To do:
Copy each of the items below word for word, reproducing every line without any changes.

Record set:
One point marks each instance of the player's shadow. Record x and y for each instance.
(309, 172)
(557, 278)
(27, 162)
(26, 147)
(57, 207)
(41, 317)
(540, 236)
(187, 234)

Answer to the exercise:
One point marks each instance of the player's shadow. Record x and y for each instance.
(309, 172)
(557, 278)
(27, 162)
(26, 147)
(57, 207)
(41, 317)
(540, 236)
(187, 234)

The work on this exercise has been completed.